> WHAT IS BEING ASKED:
This exercise calls for the listing to be set down exactly.
▼
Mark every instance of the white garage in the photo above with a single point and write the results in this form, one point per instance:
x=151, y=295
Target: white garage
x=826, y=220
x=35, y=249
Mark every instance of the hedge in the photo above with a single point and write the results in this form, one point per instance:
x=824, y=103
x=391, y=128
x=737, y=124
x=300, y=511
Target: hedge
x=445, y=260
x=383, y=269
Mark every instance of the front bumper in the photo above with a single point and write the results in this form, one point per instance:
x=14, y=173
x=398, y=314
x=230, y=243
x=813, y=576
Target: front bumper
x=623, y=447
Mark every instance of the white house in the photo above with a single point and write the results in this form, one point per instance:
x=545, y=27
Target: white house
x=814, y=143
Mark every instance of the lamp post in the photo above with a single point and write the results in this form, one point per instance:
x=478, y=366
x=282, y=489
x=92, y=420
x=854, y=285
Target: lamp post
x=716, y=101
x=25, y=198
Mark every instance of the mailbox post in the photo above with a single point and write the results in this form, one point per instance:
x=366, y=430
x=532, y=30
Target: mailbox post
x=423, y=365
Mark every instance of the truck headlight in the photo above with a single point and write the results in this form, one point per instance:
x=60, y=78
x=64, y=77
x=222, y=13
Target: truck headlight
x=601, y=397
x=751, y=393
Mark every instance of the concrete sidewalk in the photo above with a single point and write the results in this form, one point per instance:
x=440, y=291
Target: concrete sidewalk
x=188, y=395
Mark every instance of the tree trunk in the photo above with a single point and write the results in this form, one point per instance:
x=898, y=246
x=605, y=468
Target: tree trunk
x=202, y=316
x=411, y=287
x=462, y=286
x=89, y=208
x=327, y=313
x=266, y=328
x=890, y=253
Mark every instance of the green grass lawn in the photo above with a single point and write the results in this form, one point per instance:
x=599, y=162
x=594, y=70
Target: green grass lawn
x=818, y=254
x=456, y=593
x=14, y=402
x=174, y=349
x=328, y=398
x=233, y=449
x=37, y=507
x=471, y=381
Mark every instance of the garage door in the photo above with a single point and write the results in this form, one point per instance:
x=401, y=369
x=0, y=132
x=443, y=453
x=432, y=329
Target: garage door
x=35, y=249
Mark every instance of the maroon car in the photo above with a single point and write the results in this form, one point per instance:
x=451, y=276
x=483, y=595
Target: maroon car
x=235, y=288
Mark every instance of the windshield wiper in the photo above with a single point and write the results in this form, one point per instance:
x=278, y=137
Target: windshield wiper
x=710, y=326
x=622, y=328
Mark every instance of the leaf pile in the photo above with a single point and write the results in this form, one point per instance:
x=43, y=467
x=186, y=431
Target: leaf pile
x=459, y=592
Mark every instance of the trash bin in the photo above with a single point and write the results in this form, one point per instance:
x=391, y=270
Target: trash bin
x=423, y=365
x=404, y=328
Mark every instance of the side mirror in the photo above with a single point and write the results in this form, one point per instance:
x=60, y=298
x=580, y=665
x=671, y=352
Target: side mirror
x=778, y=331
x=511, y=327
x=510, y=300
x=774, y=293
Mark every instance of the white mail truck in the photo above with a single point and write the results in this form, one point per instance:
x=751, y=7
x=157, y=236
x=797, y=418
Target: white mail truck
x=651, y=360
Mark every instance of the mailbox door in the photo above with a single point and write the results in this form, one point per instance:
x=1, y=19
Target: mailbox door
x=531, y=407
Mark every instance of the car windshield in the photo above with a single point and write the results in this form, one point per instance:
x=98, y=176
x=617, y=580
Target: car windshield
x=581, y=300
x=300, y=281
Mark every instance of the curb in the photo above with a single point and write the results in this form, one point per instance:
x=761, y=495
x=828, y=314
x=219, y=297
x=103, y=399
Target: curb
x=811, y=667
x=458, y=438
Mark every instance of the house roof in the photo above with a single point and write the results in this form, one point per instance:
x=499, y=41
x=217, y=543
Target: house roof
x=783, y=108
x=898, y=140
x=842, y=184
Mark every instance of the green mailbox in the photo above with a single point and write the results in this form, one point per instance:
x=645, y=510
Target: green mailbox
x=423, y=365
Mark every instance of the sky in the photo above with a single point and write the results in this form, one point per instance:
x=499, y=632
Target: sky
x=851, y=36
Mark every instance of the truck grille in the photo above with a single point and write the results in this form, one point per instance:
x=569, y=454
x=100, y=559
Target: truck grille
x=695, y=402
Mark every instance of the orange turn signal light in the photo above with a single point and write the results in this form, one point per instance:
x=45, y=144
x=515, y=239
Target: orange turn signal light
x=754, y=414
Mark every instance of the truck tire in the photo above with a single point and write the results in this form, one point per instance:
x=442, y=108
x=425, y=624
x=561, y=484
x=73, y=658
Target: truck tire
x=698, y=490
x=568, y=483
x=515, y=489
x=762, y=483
▲
> EXERCISE ANSWER:
Mark every instance of the white garage in the photo above with a single point and write the results in this form, one point per instance:
x=151, y=295
Target: white garage
x=826, y=220
x=35, y=249
Mark every instance of the hedge in the photo above with a single point and write the results in this form, one point per instance:
x=824, y=103
x=391, y=128
x=737, y=124
x=300, y=511
Target: hedge
x=445, y=260
x=383, y=269
Mark every instance of the front bumper in the photo above with a single point and write the results in this form, one point per instance:
x=14, y=173
x=398, y=314
x=230, y=243
x=813, y=576
Target: front bumper
x=623, y=447
Mark every instance of the white house in the photo above with a single point and write the results in this form, one point per instance:
x=545, y=27
Target: white house
x=814, y=143
Mark every instance of the lamp post in the photo above with a single point and write the results in this form, one point per instance:
x=478, y=366
x=282, y=489
x=92, y=420
x=854, y=285
Target: lamp post
x=716, y=101
x=25, y=198
Mark every instance of the mailbox post in the photo above with a single point and write the results in this form, one point per instance:
x=366, y=430
x=532, y=30
Target: mailbox post
x=423, y=365
Mark every instance of the truck headlight in the photo above with a single point and write the results in this form, one point per instance:
x=60, y=78
x=64, y=77
x=222, y=13
Target: truck headlight
x=601, y=397
x=751, y=393
Mark every instance of the concrete sidewalk in the photo above with a single point and write the results in this form, one point per instance:
x=440, y=291
Target: concrete sidewalk
x=188, y=395
Mark every instance of the tree trunk in the photo above with a single point and write the results in this form, one point per instance:
x=898, y=246
x=605, y=468
Target: tree trunk
x=202, y=316
x=411, y=287
x=462, y=286
x=89, y=208
x=327, y=313
x=266, y=328
x=890, y=253
Mark every instance of the green grass lawn in the photo above with a single point and write the results in this form, one point per instance:
x=599, y=162
x=594, y=70
Target: green grass lawn
x=818, y=254
x=456, y=593
x=14, y=402
x=174, y=349
x=328, y=398
x=233, y=449
x=37, y=507
x=471, y=381
Mark every instance of the garage door in the photo above with a single point and write the results in this form, one point per instance:
x=401, y=369
x=0, y=132
x=443, y=453
x=432, y=329
Target: garage door
x=35, y=249
Mark every instance of the maroon car in the photo above with a single point and write the results in this form, one point per instance:
x=451, y=276
x=483, y=595
Target: maroon car
x=235, y=288
Mark every instance of the windshield wiper in the photo above with a single point and write the results in this form, one point per instance:
x=278, y=137
Target: windshield wiper
x=710, y=326
x=622, y=328
Mark every instance of the leaf pile in the photo above with a single point and write the results in this form, one point per instance:
x=43, y=467
x=186, y=431
Target: leaf pile
x=459, y=592
Mark every instance of the trash bin in the photo above with a single point and write the results in this form, one point per instance:
x=391, y=270
Target: trash bin
x=423, y=365
x=404, y=328
Mark every instance of the side mirror in the photo above with a single point and write the results in this form, one point per instance:
x=60, y=298
x=580, y=665
x=671, y=352
Target: side mirror
x=778, y=331
x=511, y=327
x=510, y=300
x=774, y=293
Mark every instance of the white mail truck in the photo above with a single point and write the results in this form, one point per instance:
x=751, y=7
x=157, y=236
x=797, y=418
Target: white mail truck
x=651, y=360
Mark every instance of the mailbox door in the photo above with a single point and write the results in this form, one point per instance:
x=1, y=19
Target: mailbox door
x=531, y=407
Mark every instance of the car windshield in the photo above with a single point and write the results in this form, one point per instance:
x=98, y=176
x=617, y=580
Target: car windshield
x=581, y=300
x=300, y=281
Mark every instance of the curb in the photo above with a single point and write the results in this form, one point per instance:
x=761, y=495
x=828, y=314
x=219, y=297
x=103, y=399
Target: curb
x=811, y=667
x=458, y=438
Mark every instance of the house roof in the photo above with a single point and write the results in this form, one point per instance:
x=499, y=41
x=217, y=543
Target: house roof
x=783, y=108
x=898, y=140
x=842, y=184
Mark every instance of the green mailbox in the photo above with a single point and write the results in this form, one point per instance:
x=645, y=510
Target: green mailbox
x=423, y=365
Mark every instance of the sky in the photo above with a single point and write the results in this form, one point per instance:
x=499, y=632
Target: sky
x=851, y=36
Mark every instance of the truck grille in the photo above with a single point and write the results in this form, one point per instance:
x=569, y=454
x=100, y=559
Target: truck grille
x=695, y=402
Mark every instance of the orange turn signal light in the photo above with a single point and write the results in this form, one point per instance:
x=45, y=144
x=515, y=239
Target: orange turn signal light
x=754, y=414
Mark every instance of the truck tire in the photo above with a single point and write the results in this form, one point per instance:
x=442, y=108
x=425, y=624
x=561, y=484
x=73, y=658
Target: truck tire
x=698, y=490
x=568, y=483
x=515, y=489
x=762, y=483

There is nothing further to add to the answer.